Quoted passage
>>>

Related discussions #128113 (review)

krzysz00

Yeah, looks good to me. I'll probably ping you for this pass's SCF counterpart later. Thanks for making this happen!

ftynse

How is this different from -affine-loop-normalize with the promote-single-iter option?

linuxlonelyeagle · 2025-03-01T04:24:07Z

How is this different from -affine-loop-normalize with the promote-single-iter option?

1.promote-single-iter moves the IR in the loop out of the loop by getting tripCount, if the value of tripCount is 1.remove-single-iteration-loop Use ValueBoundInterface to move out of IR if lower + step >= upper.This implementation should be more secure.
2.promote-single-iter can't remove invalid loops, remove-single-iteration-loop can do this.You can see the test I added.
3.The feature should not be found in the MLIR documentation (it may be hidden and included in other passes), and displaying the implementation of it is more conducive to people using it.
For the above reasons, I think the pass makes sense.

linuxlonelyeagle · 2025-03-02T11:41:14Z

In my spare time, I spent some time learn affine-loop-normalize='promote-single-iter=1'.
The current situation is:
Cannot process such IR

func.func @invalid_loop(%arg : index) -> index{
  %0 = affine.for %iv = 4 to 3 step 1 iter_args(%arg1 = %arg) -> index {
    %sum = arith.addi %arg1, %iv : index
    affine.yield %sum : index
  }
  return %0 : index
}

func.func @gpu_invalid_loop() {
  %0 = arith.constant 0 :index
  %1 = arith.constant 2 : index
  gpu.launch blocks(%bx, %by, %bz) in (%sz_bx = %1, %sz_by = %1, %sz_bz = %1)
             threads(%tx, %ty, %tz) in (%sz_tx = %1, %sz_ty = %1, %sz_tz = %1) {
    %threadid = gpu.thread_id x
    affine.for %iv = %tx to 0 step 2 iter_args(%arg = %0) -> index {
      %3 = arith.addi %arg, %0 : index
      affine.yield %3 : index
    }
    gpu.terminator
  }
  return
}

Can handle such IR.This IR is based on my last PR (I modified the logic of getTripCount so it can be processed now)

func.func @gpu_loop() {
  %0 = arith.constant 0 :index
  %1 = arith.constant 2 : index
  gpu.launch blocks(%bx, %by, %bz) in (%sz_bx = %1, %sz_by = %1, %sz_bz = %1)

<<<

Material provided
>>>

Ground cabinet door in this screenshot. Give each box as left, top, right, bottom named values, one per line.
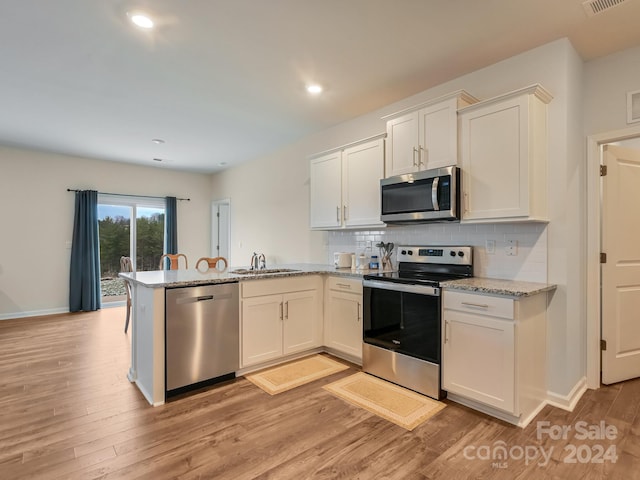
left=461, top=96, right=529, bottom=220
left=309, top=152, right=342, bottom=228
left=385, top=112, right=420, bottom=177
left=325, top=291, right=362, bottom=360
left=442, top=309, right=518, bottom=415
left=419, top=98, right=458, bottom=170
left=241, top=295, right=283, bottom=367
left=283, top=290, right=320, bottom=355
left=342, top=138, right=384, bottom=227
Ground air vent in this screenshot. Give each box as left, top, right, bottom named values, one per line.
left=582, top=0, right=628, bottom=17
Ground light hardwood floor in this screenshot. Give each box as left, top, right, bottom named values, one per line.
left=0, top=308, right=640, bottom=480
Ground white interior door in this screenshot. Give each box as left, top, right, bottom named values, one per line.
left=211, top=200, right=231, bottom=261
left=601, top=145, right=640, bottom=384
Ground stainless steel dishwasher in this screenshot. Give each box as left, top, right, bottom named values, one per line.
left=165, top=283, right=240, bottom=397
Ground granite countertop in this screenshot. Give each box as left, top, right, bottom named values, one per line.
left=442, top=277, right=557, bottom=297
left=118, top=263, right=369, bottom=288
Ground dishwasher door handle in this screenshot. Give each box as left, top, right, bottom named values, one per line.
left=176, top=293, right=231, bottom=305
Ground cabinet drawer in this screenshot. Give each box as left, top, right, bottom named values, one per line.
left=442, top=290, right=514, bottom=319
left=240, top=275, right=322, bottom=298
left=327, top=277, right=362, bottom=295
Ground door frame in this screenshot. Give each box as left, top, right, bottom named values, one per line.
left=586, top=126, right=640, bottom=389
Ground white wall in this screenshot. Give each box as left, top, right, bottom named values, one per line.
left=584, top=46, right=640, bottom=135
left=0, top=147, right=210, bottom=319
left=212, top=39, right=585, bottom=398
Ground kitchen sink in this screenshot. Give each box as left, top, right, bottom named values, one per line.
left=229, top=268, right=302, bottom=275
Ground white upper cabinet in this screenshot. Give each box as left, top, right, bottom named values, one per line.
left=460, top=85, right=552, bottom=222
left=309, top=135, right=384, bottom=230
left=309, top=151, right=342, bottom=228
left=384, top=90, right=478, bottom=177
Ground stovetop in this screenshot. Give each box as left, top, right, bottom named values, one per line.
left=364, top=246, right=473, bottom=287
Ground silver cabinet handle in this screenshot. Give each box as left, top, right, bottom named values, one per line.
left=460, top=302, right=489, bottom=308
left=418, top=145, right=429, bottom=167
left=431, top=177, right=440, bottom=210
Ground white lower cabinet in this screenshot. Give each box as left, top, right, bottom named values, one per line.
left=324, top=277, right=362, bottom=363
left=240, top=276, right=322, bottom=368
left=442, top=289, right=546, bottom=426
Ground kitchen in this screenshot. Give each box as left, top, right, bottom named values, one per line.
left=0, top=0, right=640, bottom=476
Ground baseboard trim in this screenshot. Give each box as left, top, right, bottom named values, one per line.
left=547, top=377, right=587, bottom=412
left=0, top=300, right=127, bottom=321
left=0, top=307, right=69, bottom=320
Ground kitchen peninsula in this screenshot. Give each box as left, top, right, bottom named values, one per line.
left=120, top=263, right=362, bottom=406
left=120, top=263, right=555, bottom=426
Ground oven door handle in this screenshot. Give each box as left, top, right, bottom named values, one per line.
left=362, top=280, right=440, bottom=297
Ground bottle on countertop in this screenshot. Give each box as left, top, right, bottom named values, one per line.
left=358, top=253, right=369, bottom=270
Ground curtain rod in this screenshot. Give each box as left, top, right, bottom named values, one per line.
left=67, top=188, right=191, bottom=202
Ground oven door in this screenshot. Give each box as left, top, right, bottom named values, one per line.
left=363, top=280, right=440, bottom=364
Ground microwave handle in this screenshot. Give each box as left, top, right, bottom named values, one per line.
left=431, top=177, right=440, bottom=211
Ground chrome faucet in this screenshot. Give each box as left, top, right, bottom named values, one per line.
left=250, top=252, right=267, bottom=270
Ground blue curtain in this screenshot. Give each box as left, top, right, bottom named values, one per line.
left=69, top=190, right=101, bottom=312
left=164, top=197, right=178, bottom=268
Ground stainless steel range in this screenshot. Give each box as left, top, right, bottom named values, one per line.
left=362, top=246, right=473, bottom=399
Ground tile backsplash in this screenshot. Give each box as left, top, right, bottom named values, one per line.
left=327, top=223, right=547, bottom=282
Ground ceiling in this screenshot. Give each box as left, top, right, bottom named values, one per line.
left=0, top=0, right=640, bottom=172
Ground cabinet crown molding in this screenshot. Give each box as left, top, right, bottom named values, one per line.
left=381, top=90, right=480, bottom=120
left=458, top=83, right=553, bottom=113
left=307, top=132, right=387, bottom=160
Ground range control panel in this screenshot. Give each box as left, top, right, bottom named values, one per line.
left=398, top=245, right=473, bottom=265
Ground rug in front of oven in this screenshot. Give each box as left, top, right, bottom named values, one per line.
left=245, top=355, right=349, bottom=395
left=323, top=372, right=446, bottom=430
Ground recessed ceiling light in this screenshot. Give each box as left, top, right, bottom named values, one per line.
left=307, top=83, right=322, bottom=95
left=128, top=13, right=153, bottom=29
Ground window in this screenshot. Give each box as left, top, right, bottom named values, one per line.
left=98, top=194, right=165, bottom=302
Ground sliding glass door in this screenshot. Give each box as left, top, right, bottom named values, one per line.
left=98, top=194, right=165, bottom=303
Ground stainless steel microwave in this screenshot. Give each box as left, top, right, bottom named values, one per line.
left=380, top=166, right=460, bottom=224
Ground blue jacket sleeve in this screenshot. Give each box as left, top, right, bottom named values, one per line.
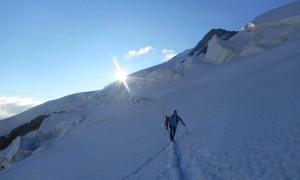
left=178, top=116, right=185, bottom=126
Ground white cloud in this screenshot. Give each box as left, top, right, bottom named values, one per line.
left=161, top=49, right=177, bottom=61
left=0, top=96, right=43, bottom=119
left=124, top=46, right=153, bottom=60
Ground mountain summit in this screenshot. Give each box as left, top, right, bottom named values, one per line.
left=0, top=1, right=300, bottom=180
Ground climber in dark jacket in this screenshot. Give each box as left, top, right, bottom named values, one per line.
left=169, top=110, right=185, bottom=141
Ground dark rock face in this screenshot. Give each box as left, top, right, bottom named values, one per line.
left=189, top=29, right=238, bottom=56
left=0, top=115, right=50, bottom=151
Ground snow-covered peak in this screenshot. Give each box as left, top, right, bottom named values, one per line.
left=203, top=1, right=300, bottom=64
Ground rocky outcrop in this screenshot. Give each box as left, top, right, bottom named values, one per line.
left=188, top=29, right=238, bottom=56
left=0, top=115, right=50, bottom=151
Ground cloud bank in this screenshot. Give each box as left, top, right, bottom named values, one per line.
left=124, top=46, right=153, bottom=60
left=161, top=49, right=177, bottom=61
left=0, top=96, right=43, bottom=119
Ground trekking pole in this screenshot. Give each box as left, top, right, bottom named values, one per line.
left=184, top=126, right=190, bottom=135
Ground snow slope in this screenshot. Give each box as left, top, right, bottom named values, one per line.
left=0, top=1, right=300, bottom=180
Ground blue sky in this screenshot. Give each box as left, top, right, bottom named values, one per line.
left=0, top=0, right=293, bottom=118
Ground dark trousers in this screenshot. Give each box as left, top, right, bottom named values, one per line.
left=169, top=126, right=177, bottom=141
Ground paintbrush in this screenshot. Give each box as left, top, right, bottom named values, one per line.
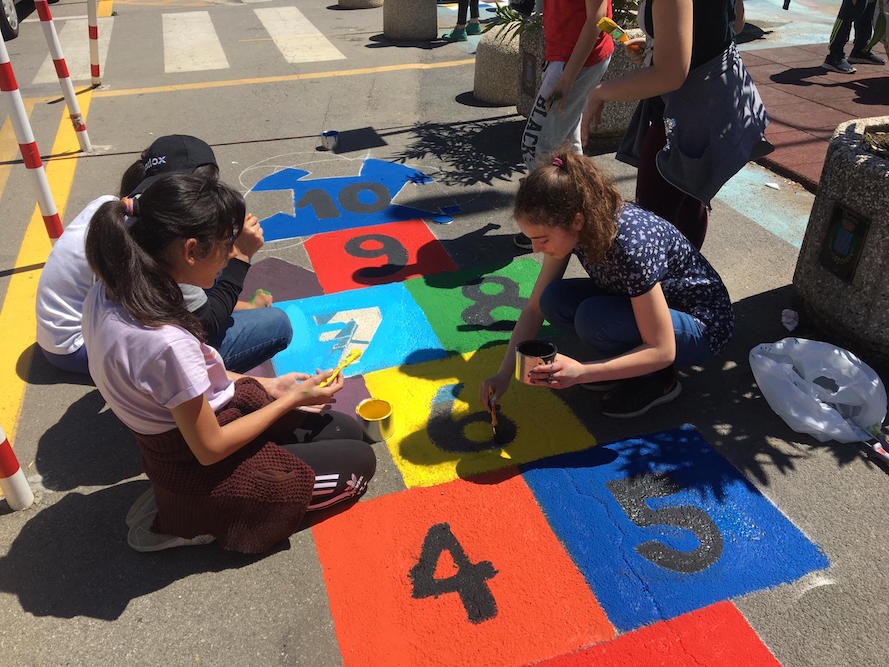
left=488, top=387, right=497, bottom=442
left=318, top=349, right=361, bottom=387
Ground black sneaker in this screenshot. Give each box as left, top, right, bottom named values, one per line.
left=849, top=51, right=886, bottom=65
left=602, top=366, right=682, bottom=418
left=512, top=232, right=534, bottom=250
left=821, top=56, right=856, bottom=74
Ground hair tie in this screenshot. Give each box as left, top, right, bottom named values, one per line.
left=120, top=197, right=139, bottom=218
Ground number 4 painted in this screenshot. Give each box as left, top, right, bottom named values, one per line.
left=410, top=523, right=497, bottom=623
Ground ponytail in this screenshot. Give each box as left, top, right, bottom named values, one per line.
left=86, top=173, right=245, bottom=340
left=513, top=149, right=623, bottom=262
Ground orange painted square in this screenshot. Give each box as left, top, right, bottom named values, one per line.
left=312, top=469, right=614, bottom=667
left=306, top=220, right=457, bottom=294
left=543, top=602, right=781, bottom=667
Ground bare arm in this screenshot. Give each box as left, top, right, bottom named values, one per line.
left=479, top=255, right=570, bottom=406
left=171, top=373, right=343, bottom=466
left=531, top=283, right=676, bottom=389
left=593, top=0, right=692, bottom=101
left=550, top=0, right=608, bottom=101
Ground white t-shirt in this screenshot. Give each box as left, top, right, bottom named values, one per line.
left=37, top=195, right=117, bottom=354
left=83, top=283, right=235, bottom=435
left=37, top=195, right=207, bottom=355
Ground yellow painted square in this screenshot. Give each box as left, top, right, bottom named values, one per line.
left=364, top=345, right=596, bottom=487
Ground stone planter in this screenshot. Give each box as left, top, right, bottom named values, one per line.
left=383, top=0, right=438, bottom=42
left=516, top=28, right=642, bottom=137
left=472, top=31, right=521, bottom=106
left=793, top=116, right=889, bottom=364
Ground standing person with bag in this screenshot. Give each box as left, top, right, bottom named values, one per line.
left=83, top=173, right=376, bottom=553
left=480, top=150, right=734, bottom=417
left=583, top=0, right=772, bottom=249
left=513, top=0, right=614, bottom=250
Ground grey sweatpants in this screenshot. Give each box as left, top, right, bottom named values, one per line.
left=522, top=56, right=611, bottom=172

<<<

Exercise tasks
**A)** In the MLIR loop-pass discussion, what does remove-single-iteration-loop use to move IR out of a loop, and under what condition?
**B)** Render this sentence from the MLIR loop-pass discussion in German: "For the above reasons, I think the pass makes sense."
**C)** Continue the MLIR loop-pass discussion from the point where it stops.

Results in order
**A)** It uses ValueBoundInterface and moves the IR out if lower + step >= upper.

**B)** Aus den oben genannten Gründen halte ich den Pass für sinnvoll.

**C)**
             threads(%tx, %ty, %tz) in (%sz_tx = %1, %sz_ty = %1, %sz_tz = %1) {
    %threadid = gpu.thread_id x
    affine.for %iv = %tx to 2 step 2 iter_args(%arg = %0) -> index {
      %3 = arith.addi %arg, %0 : index
      affine.yield %3 : index
    }
    gpu.terminator
  }
  return
}

Such functionality is also available in affine-loop-unroll.In fact, it can be seen that some pass features in Affine are repeated.
I think it is normal for the functions of the passes to overlap, but I think the most important thing about this pass is that it can eliminate invalid loops, and the name of this pass is very clear, which I think is the biggest benefit.

linuxlonelyeagle · 2025-03-06T01:45:41Z

@bondhugula No one seems to be replying to me, do you think the pass here makes sense?

linuxlonelyeagle · 2025-04-13T07:18:38Z

@krzysz00 @ftynse It seems that people don't relate to this PR anymore, I have a good idea, I think it's possible to implement the pattern in this pass in canonicalize.Please tell me what you think?

krzysz00 · 2025-04-15T15:26:55Z

I don't think this is a canonicalization, no, and I'd be happy to land this, though it's got a hold on it. I think the hold is "why not affine-loop-normalize" - which might be a good question, given that the pass that inspired this is on SCF

linuxlonelyeagle · 2025-04-15T16:10:41Z

I don't think this is a canonicalization, no, and I'd be happy to land this, though it's got a hold on it. I think the hold is "why not affine-loop-normalize" - which might be a good question, given that the pass that inspired this is on SCF

My English is not very good.I'm not sure I understand what you mean by the word “hold.”What does “good question” mean here? I've had time to think about it.Make my point. I think it's great when this Pass is introduced to handle situations where the SSA value has a range.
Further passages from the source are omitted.